→ **What the task requires**:
Which lines belong in the answer? Exactly those from the line containing "segment --region=bridal bouquet" through the last line of the records below, repeated as written.

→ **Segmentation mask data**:
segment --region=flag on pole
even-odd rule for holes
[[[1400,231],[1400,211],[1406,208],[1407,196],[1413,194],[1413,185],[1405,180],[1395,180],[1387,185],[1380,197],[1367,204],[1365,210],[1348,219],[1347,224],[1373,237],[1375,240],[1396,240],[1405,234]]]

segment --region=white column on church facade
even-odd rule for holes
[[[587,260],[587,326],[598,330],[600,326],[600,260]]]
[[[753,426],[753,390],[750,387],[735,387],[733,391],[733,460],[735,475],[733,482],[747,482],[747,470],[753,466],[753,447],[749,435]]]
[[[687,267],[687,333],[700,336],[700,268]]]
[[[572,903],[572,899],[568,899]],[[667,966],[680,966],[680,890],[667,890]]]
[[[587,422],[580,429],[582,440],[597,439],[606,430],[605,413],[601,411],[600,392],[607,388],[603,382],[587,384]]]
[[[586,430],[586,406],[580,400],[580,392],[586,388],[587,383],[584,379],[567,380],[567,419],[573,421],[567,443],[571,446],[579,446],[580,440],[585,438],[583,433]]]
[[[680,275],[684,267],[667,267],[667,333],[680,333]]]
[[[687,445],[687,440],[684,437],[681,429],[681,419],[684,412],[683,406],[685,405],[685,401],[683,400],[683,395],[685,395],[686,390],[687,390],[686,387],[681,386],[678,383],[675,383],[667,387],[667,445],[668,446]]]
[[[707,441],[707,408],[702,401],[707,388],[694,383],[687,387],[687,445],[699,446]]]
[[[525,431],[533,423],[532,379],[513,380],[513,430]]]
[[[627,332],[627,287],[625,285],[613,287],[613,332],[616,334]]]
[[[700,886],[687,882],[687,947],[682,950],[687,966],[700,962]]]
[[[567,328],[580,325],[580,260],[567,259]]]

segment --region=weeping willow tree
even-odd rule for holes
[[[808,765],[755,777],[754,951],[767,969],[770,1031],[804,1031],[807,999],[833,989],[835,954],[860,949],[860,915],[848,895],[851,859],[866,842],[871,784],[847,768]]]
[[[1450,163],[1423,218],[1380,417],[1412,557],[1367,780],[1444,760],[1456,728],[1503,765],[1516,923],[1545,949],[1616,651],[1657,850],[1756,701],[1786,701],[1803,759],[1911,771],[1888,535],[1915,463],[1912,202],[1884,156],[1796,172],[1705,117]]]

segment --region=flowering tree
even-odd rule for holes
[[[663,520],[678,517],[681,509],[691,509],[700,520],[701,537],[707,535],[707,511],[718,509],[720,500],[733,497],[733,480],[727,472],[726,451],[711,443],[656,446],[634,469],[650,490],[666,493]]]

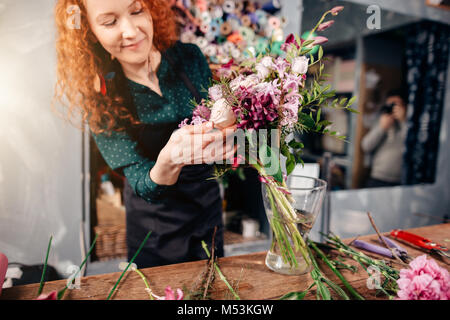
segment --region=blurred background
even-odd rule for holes
[[[10,262],[40,264],[52,235],[49,263],[66,276],[98,234],[84,274],[115,272],[118,261],[126,259],[123,177],[106,166],[88,134],[50,109],[54,3],[0,0],[0,252]],[[328,82],[340,98],[357,97],[352,108],[359,113],[322,115],[347,142],[298,136],[305,145],[305,166],[293,174],[325,179],[330,191],[310,237],[320,240],[320,232],[330,230],[343,238],[373,233],[368,211],[381,232],[448,222],[448,1],[256,3],[277,19],[281,39],[305,35],[323,12],[345,7],[320,35],[329,38],[323,46]],[[263,45],[265,31],[251,27],[262,34],[255,37]],[[224,62],[211,47],[202,50],[212,67]],[[382,120],[394,113],[400,116]],[[389,131],[383,139],[377,135],[380,126]],[[221,185],[226,255],[266,250],[271,235],[256,173],[239,170]]]

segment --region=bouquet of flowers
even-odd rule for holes
[[[326,16],[337,15],[342,9],[339,6],[325,12],[310,34],[331,26],[333,20],[324,22]],[[289,175],[297,163],[302,163],[303,144],[292,138],[294,132],[313,131],[345,139],[329,129],[331,122],[321,120],[321,108],[355,112],[350,108],[354,99],[333,100],[335,92],[324,84],[327,75],[323,74],[320,45],[326,41],[320,36],[304,40],[289,35],[281,46],[283,56],[274,58],[268,50],[266,54],[241,63],[237,71],[230,70],[227,77],[209,88],[209,98],[195,107],[192,119],[185,119],[180,124],[212,121],[218,128],[236,124],[237,154],[225,164],[216,162],[216,175],[219,177],[230,169],[245,165],[258,171],[260,180],[267,187],[274,237],[284,262],[291,267],[297,267],[298,253],[310,263],[301,233],[301,226],[306,225],[306,221],[292,205],[294,200],[281,170],[279,154],[286,157]],[[311,54],[315,46],[319,46],[316,57]],[[309,75],[313,66],[317,71]],[[226,67],[230,68],[230,64]],[[259,143],[256,143],[257,134]]]

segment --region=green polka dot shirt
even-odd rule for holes
[[[193,44],[177,42],[166,52],[177,64],[183,66],[189,80],[206,98],[211,81],[209,65]],[[192,116],[194,99],[181,78],[162,55],[157,71],[162,97],[147,86],[128,79],[128,85],[136,106],[139,119],[143,123],[181,122]],[[175,78],[174,78],[175,77]],[[158,185],[150,179],[149,172],[154,161],[142,156],[137,150],[137,142],[125,132],[92,134],[100,153],[113,170],[122,169],[136,195],[148,202],[159,202],[168,186]]]

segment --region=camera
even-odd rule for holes
[[[394,103],[391,104],[386,104],[384,106],[381,107],[381,113],[386,113],[386,114],[391,114],[392,110],[394,110]]]

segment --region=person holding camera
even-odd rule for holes
[[[401,91],[393,90],[388,93],[378,121],[362,139],[363,151],[372,155],[366,187],[389,187],[401,183],[406,133],[406,104]]]

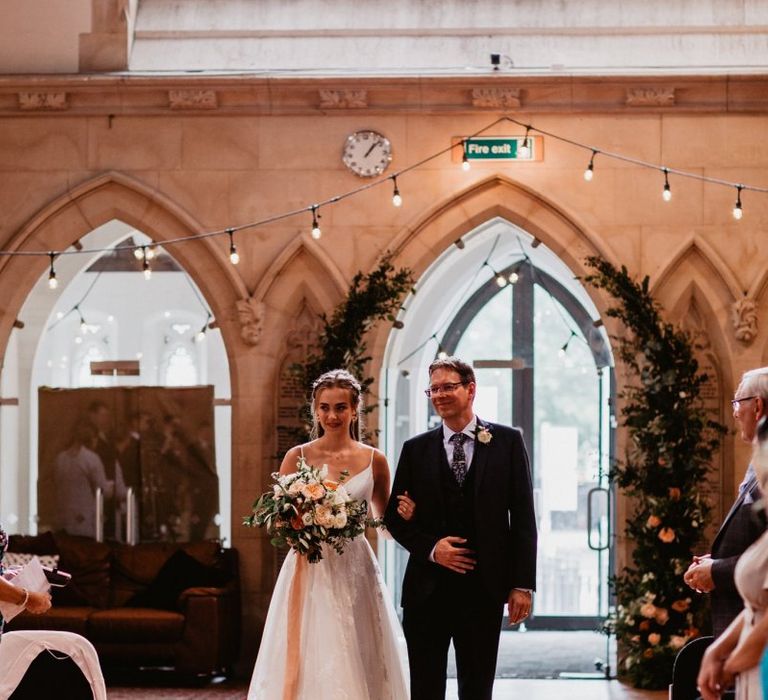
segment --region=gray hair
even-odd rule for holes
[[[345,369],[332,369],[330,372],[321,374],[312,382],[312,403],[310,404],[312,430],[309,436],[314,440],[321,437],[324,432],[315,413],[315,398],[323,389],[347,389],[349,391],[349,403],[357,413],[357,418],[349,426],[349,435],[353,440],[359,440],[362,432],[363,390],[360,382]]]
[[[746,393],[768,401],[768,367],[759,367],[744,372],[739,386]]]

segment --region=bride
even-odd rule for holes
[[[344,370],[320,376],[312,387],[313,436],[291,448],[281,474],[300,459],[327,465],[328,478],[349,475],[349,495],[383,515],[389,466],[359,441],[361,390]],[[339,555],[323,546],[309,564],[289,551],[272,593],[249,700],[403,700],[408,697],[405,641],[364,535]]]

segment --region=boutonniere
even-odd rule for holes
[[[487,445],[493,439],[491,431],[484,425],[478,425],[475,428],[475,437],[477,438],[477,441],[482,442],[483,445]]]

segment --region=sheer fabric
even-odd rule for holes
[[[371,466],[346,483],[349,494],[371,502]],[[291,585],[303,567],[300,605]],[[298,647],[289,647],[290,616],[300,609]],[[296,640],[293,640],[296,642]],[[289,653],[289,649],[291,649]],[[249,700],[403,700],[408,697],[405,639],[365,536],[342,555],[324,548],[316,564],[291,550],[272,594]],[[286,692],[292,662],[295,692]]]

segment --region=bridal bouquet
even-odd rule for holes
[[[368,504],[350,497],[339,481],[328,478],[328,468],[313,467],[302,457],[294,474],[272,474],[272,490],[253,504],[244,519],[250,527],[266,527],[275,547],[288,545],[310,564],[323,558],[322,545],[341,554],[344,544],[365,531]]]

→ **Result of the exercise**:
segment --region=bridal bouquet
even-odd rule for holes
[[[368,504],[350,497],[339,481],[328,478],[328,468],[313,467],[302,457],[294,474],[272,474],[272,490],[253,504],[244,519],[250,527],[266,527],[275,547],[288,545],[310,564],[323,558],[322,545],[341,554],[344,544],[365,531]]]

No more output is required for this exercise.